GOAL OF THE EXERCISE: Rewrite the material below from its first line through the line containing "[[410, 561]]", both included, keeping every line and its wording. Move each coordinate in the answers by adding 76 to both numbers.
start SUPPLIED INFORMATION
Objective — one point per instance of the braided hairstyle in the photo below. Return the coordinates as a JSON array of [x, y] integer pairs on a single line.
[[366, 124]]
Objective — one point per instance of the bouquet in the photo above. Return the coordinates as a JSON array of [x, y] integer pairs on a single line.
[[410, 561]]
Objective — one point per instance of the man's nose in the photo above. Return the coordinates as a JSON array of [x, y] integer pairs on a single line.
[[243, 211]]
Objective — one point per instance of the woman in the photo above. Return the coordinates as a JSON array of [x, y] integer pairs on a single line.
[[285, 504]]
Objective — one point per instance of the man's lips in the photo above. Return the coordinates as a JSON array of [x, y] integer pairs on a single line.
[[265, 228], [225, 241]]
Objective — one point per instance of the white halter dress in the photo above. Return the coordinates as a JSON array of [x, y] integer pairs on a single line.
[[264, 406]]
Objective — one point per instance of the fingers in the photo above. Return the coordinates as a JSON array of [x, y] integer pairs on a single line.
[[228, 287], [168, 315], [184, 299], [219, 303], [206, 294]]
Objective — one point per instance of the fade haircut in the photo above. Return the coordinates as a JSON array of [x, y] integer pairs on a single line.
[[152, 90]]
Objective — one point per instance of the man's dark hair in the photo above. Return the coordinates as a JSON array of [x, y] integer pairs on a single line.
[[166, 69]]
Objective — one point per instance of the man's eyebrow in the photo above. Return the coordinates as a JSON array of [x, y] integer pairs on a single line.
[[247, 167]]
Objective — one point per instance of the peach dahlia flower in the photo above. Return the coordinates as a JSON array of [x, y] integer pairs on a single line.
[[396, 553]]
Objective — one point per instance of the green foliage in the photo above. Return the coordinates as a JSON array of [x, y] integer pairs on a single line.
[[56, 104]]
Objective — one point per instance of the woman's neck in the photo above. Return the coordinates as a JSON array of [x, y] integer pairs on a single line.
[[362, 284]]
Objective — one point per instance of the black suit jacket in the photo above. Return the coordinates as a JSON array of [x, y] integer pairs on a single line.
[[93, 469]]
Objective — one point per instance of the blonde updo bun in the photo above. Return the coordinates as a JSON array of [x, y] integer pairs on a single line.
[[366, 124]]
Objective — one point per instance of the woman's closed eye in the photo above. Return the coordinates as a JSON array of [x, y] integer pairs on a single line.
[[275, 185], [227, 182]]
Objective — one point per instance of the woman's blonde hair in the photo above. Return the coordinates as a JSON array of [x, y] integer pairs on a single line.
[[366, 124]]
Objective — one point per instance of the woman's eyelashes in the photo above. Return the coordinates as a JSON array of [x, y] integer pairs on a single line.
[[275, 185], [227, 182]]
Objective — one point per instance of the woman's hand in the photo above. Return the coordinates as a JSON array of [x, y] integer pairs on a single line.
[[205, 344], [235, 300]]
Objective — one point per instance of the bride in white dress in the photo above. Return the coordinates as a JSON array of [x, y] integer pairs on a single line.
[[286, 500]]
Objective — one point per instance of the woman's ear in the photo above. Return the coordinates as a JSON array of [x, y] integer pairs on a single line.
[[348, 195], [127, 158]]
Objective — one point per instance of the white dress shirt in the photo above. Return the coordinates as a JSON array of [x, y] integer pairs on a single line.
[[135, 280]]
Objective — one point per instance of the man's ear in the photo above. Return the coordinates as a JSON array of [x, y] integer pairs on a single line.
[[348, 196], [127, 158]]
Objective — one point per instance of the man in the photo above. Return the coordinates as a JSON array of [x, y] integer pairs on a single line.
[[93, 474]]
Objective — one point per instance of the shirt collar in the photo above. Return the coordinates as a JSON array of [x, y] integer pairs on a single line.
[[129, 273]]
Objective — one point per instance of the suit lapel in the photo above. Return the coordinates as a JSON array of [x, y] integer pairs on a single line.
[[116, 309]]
end SUPPLIED INFORMATION
OUTPUT OF THE TASK:
Objective — one point per instance of the braided hairstyle in the photo below. Return the coordinates as a JSON array of [x, y] integer pairs on a single line.
[[442, 200]]
Objective — one point per instance of the bouquet in the photo above. Return the coordinates as a JSON array of [x, y] integer pairs on a single line.
[[486, 637]]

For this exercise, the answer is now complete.